→ Work to be completed: Please output every line of the records below as a numbered list, skipping blank lines and leaving the pictures out.
* Begin Provided records *
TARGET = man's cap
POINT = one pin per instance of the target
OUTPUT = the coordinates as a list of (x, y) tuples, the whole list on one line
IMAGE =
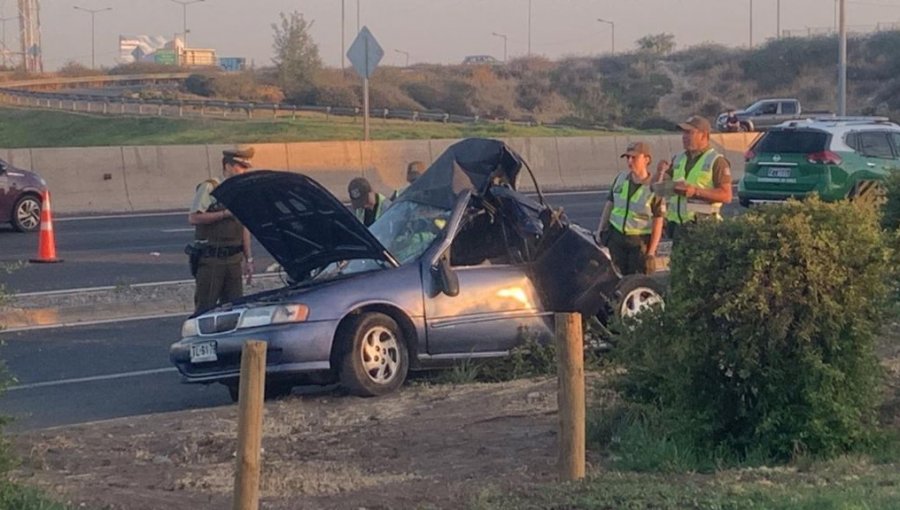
[(240, 156), (636, 148), (697, 123), (415, 169), (358, 189)]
* End Provided records *
→ Response:
1. TARGET = man's cap
2. POINT = one pin per instance of the target
3. OUTPUT = the coordinates as a list of (x, y) tuples, the whole list on one line
4. IMAGE =
5. [(240, 156), (636, 148), (697, 123), (415, 169), (358, 189)]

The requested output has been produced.